* Task details *
The whole of the data is to be returned without a single change.

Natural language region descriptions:

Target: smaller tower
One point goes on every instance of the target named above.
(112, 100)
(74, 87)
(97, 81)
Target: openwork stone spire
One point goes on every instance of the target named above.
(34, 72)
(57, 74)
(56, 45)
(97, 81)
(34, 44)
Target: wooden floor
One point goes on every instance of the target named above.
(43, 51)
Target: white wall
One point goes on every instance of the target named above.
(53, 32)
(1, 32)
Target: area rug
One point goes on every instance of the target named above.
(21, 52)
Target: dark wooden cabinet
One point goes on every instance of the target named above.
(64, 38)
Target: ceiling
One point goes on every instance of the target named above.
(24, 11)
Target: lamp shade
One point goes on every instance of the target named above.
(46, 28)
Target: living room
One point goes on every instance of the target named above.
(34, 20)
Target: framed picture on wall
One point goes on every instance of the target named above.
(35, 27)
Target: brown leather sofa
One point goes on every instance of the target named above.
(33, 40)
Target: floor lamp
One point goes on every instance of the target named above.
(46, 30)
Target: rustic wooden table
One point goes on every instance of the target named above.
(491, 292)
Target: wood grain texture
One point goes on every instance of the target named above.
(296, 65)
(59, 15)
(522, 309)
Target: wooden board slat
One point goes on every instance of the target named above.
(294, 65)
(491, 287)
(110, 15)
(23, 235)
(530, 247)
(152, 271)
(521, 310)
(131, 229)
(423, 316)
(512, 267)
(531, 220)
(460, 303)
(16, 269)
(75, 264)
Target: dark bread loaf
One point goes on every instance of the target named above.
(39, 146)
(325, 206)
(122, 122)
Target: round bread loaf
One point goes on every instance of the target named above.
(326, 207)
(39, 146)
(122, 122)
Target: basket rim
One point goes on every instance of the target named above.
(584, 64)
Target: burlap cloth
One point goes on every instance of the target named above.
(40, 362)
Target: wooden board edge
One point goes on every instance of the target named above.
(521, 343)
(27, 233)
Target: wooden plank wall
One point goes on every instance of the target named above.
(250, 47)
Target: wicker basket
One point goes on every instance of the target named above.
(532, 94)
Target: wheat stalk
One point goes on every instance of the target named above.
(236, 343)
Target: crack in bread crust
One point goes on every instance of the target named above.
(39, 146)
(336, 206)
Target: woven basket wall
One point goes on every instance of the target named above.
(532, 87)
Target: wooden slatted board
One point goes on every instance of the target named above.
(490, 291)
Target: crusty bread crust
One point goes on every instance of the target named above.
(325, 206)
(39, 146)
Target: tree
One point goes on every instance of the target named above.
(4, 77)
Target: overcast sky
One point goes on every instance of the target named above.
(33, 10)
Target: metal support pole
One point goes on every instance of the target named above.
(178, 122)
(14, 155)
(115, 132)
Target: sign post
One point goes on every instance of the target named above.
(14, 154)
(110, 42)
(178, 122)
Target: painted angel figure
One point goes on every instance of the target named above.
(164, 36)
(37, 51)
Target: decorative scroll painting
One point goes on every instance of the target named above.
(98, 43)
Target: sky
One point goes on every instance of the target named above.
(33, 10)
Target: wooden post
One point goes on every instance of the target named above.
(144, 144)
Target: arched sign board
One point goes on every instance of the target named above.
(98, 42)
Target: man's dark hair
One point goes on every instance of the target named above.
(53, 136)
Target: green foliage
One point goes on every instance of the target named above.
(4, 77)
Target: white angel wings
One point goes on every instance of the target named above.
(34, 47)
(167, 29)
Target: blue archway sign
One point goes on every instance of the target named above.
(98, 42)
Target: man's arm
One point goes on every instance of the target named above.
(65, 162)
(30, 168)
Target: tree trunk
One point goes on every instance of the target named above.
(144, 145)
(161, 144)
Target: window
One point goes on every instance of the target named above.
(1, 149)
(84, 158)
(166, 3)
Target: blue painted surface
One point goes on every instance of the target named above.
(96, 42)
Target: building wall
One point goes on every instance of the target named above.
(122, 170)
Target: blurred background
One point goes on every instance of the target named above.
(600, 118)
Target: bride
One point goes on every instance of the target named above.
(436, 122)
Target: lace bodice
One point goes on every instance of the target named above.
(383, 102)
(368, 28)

* Finished task *
Target: smaller tower
One point goes on every instance of the target named above.
(112, 100)
(74, 87)
(97, 81)
Target: openwork stone spire
One point goes on every instance of the target named above.
(34, 72)
(57, 74)
(56, 45)
(97, 81)
(34, 44)
Target: wooden floor
One point goes on every instance of the target named above.
(43, 51)
Target: white wall
One point goes on every instance of the target named above.
(53, 32)
(1, 32)
Target: area rug
One point goes on every instance of the target named above.
(21, 52)
Target: dark wooden cabinet
One point goes on every instance of the target named above.
(64, 38)
Target: ceiling
One point goes on every instance of the target named above.
(24, 11)
Target: lamp shade
One point goes on every instance of the target named above.
(46, 28)
Target: living room
One point goes on every instance of the target named above.
(34, 20)
Target: framed picture on wall
One point goes on every instance of the target named above.
(35, 27)
Target: brown leather sofa
One point goes on every instance of the target named above.
(33, 40)
Target: floor lamp
One point goes on every instance of the target named above.
(46, 30)
Target: rustic wooden table
One point goes on every instance of the target named above.
(491, 292)
Target: wood grain texture
One point goes on every instance of the target named above.
(296, 65)
(59, 15)
(522, 309)
Target: wooden board slat
One point goes on every instance of the target named above.
(294, 65)
(491, 287)
(110, 15)
(23, 235)
(530, 247)
(152, 271)
(521, 310)
(131, 229)
(423, 316)
(512, 267)
(531, 220)
(460, 303)
(16, 269)
(75, 264)
Target: dark bread loaf
One point goes on every instance of the target named above.
(39, 146)
(325, 206)
(122, 122)
Target: round bread loaf
One point goes on every instance of the target named above.
(326, 207)
(39, 146)
(122, 122)
Target: basket rim
One point goes on every instance of the target named above.
(584, 64)
Target: burlap cloth
One point goes on every instance of the target named above.
(40, 362)
Target: wooden board edge
One point goes on every instance of the target named above.
(521, 343)
(27, 233)
Target: wooden plank wall
One point goes on every instance of the target named above.
(250, 47)
Target: wicker basket
One point goes on every instance of the target named above.
(532, 94)
Target: wheat stalk
One point goes on every instance of the target named above.
(236, 343)
Target: crack in bread crust
One point goes on every instance of the target named above.
(39, 146)
(336, 206)
Target: woven basket wall
One point goes on every instance of the target named above.
(532, 87)
Target: wooden slatted board
One point goes on every instance of the target named above.
(490, 291)
Target: crusty bread crust
One point goes on every instance of the target named above.
(325, 206)
(39, 146)
Target: tree
One point goes on every instance of the target named above.
(4, 77)
Target: overcast sky
One point goes on every instance of the target named above.
(33, 10)
Target: metal support pole
One point goes on every instance of the target named above.
(178, 122)
(14, 155)
(115, 132)
Target: sign post
One point goes on every instance of the target named above.
(14, 154)
(110, 42)
(178, 122)
Target: painted angel figure
One point goes on every instance of the target named above.
(164, 36)
(37, 51)
Target: decorative scroll painting
One point goes on every instance of the target named above.
(98, 43)
Target: sky
One point goes on every instance of the target named above.
(33, 10)
Target: wooden post
One point goes on every instance of the target named above.
(144, 144)
Target: arched sign board
One point goes on every instance of the target named above.
(98, 42)
Target: man's dark hair
One point goes on every instance of the target named above.
(53, 136)
Target: green foliage
One point goes on every instance of the target named above.
(4, 77)
Target: white angel wings
One point goes on every instance of the target named above.
(34, 47)
(167, 29)
Target: blue archway sign
One point goes on every instance of the target named above.
(98, 42)
Target: man's arm
One point goes on every instance of the target named above.
(65, 162)
(30, 168)
Target: tree trunk
One point goes on every instance of the target named above.
(144, 145)
(161, 144)
Target: window
One point goes on every instance of the target named above.
(1, 149)
(84, 158)
(166, 3)
Target: blue painted surface
One point goes on every instance of the target named above.
(96, 42)
Target: building wall
One point goes on every instance of the target named above.
(122, 170)
Target: blurred background
One point goes on every instance of the target named above.
(600, 118)
Target: bride
One point goes on every instance of the target named above.
(436, 122)
Target: lace bodice
One point goes on every instance of the target named above.
(383, 102)
(368, 28)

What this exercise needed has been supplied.